- **Task instructions**: Substitute "fog over hill" for "mist over hill" everywhere in the lines below, keeping everything else unchanged. Leave the pictures out of your version.

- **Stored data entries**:
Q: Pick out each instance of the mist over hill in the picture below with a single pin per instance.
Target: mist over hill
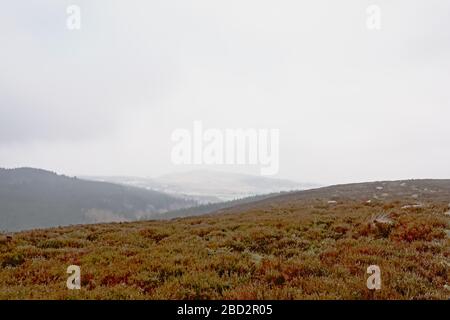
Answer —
(208, 187)
(34, 198)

- **Complete answer**:
Q: Pick out each instance of the fog over hill in the picture below with a single pin per instance.
Target: fog over hill
Answer —
(208, 187)
(34, 198)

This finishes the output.